# [DOCUMENT]

# Infinite sum over the primes

I was recently trying to create my own unique proof that the harmonic series diverges, so what I did was realize that within the harmonic series is the reciprocal of powers of primes and for every prime, every reciprocal of the powers of that prime also are contained. By regrouping, you can show that for every prime, the powers of that prime add up to 1/(p-1) so we know that for every prime, the harmonic series at least contains 1/(p-1) which means that the harmonic series is greater than the sum from 1 to infinity of 1/(p-1) where the sum is over the primes. How would I go about showing that this sum diverges?

Sorry about formatting I am currently doing this on a mobile device.

# [MATERIAL PROVIDED]
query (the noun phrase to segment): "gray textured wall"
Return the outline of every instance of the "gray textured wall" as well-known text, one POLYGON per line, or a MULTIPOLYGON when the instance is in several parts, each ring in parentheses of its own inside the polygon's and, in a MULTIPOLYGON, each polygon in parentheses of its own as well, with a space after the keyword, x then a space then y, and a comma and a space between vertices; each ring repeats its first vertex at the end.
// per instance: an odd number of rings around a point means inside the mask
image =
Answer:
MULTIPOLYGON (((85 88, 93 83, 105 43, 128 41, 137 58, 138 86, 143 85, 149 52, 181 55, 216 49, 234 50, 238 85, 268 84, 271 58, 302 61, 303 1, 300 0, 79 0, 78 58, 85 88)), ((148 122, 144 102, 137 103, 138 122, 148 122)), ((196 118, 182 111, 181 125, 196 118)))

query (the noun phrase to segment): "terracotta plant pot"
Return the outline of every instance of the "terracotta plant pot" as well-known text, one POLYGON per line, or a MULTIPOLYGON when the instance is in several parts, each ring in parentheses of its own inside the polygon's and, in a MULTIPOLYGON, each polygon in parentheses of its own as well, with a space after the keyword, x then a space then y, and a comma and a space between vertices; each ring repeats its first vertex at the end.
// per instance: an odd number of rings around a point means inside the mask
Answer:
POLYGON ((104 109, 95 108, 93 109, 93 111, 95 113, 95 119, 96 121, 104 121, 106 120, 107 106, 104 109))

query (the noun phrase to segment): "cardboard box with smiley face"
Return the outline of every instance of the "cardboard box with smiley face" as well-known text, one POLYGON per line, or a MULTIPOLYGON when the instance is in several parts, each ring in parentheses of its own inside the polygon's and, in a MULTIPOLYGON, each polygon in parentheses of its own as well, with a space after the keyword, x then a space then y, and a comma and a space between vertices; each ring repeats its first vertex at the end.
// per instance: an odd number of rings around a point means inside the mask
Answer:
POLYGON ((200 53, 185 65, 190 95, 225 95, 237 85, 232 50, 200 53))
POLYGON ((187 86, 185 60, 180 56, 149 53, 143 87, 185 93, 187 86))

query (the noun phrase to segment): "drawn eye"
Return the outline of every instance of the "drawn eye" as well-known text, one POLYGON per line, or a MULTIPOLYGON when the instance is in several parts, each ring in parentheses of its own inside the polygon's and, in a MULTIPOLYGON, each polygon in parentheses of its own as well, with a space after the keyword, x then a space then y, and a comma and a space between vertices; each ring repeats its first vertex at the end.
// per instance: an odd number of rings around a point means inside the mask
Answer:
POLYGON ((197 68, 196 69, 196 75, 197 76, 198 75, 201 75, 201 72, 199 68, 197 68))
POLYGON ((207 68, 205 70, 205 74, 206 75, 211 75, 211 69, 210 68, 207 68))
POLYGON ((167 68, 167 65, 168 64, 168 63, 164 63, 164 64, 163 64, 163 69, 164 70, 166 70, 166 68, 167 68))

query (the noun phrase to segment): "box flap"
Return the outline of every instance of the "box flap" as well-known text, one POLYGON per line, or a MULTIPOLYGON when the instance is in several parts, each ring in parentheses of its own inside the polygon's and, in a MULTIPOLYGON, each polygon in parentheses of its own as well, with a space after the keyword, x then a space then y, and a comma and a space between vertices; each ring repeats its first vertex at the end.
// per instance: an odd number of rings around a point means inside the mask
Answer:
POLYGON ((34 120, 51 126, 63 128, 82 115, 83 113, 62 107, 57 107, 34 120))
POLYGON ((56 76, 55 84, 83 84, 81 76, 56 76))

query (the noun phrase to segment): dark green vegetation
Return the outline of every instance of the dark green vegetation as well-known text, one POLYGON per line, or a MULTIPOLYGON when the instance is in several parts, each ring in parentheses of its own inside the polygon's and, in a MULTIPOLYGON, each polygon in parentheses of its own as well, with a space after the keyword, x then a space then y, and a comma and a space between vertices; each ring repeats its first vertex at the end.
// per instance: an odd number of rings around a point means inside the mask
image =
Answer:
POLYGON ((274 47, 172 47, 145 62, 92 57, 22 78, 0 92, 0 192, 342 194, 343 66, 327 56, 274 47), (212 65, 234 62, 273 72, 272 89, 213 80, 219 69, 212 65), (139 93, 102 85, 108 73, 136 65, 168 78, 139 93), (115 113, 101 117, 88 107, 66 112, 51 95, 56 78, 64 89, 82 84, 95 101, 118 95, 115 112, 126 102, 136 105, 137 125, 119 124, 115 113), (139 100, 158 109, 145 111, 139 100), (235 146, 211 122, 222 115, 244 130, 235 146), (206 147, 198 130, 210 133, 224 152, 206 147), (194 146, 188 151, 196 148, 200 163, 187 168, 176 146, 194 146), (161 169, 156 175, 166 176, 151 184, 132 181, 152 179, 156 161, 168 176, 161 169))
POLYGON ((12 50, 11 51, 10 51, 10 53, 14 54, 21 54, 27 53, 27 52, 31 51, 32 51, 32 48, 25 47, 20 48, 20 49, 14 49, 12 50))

# [WRITTEN TASKS]
1. Say whether each statement agrees with the post on the sum over primes, answering yes or no and quoting the words of the post that decide it. (a) The writer says the powers of each prime add up to 1/(p-1). (b) The writer has already shown that the sum of 1/(p-1) over the primes diverges. (c) The writer is typing on a desktop computer.
2. Write out the post on the sum over primes word for word, from "# Infinite sum" to "this sum diverges?".

# [ANSWERS TO THE TASKS]
1.
(a) Yes: "the powers of that prime add up to 1/(p-1)"
(b) No: "How would I go about showing that this sum diverges?"
(c) No: "I am currently doing this on a mobile device."

2.
# Infinite sum over the primes

I was recently trying to create my own unique proof that the harmonic series diverges, so what I did was realize that within the harmonic series is the reciprocal of powers of primes and for every prime, every reciprocal of the powers of that prime also are contained. By regrouping, you can show that for every prime, the powers of that prime add up to 1/(p-1) so we know that for every prime, the harmonic series at least contains 1/(p-1) which means that the harmonic series is greater than the sum from 1 to infinity of 1/(p-1) where the sum is over the primes. How would I go about showing that this sum diverges?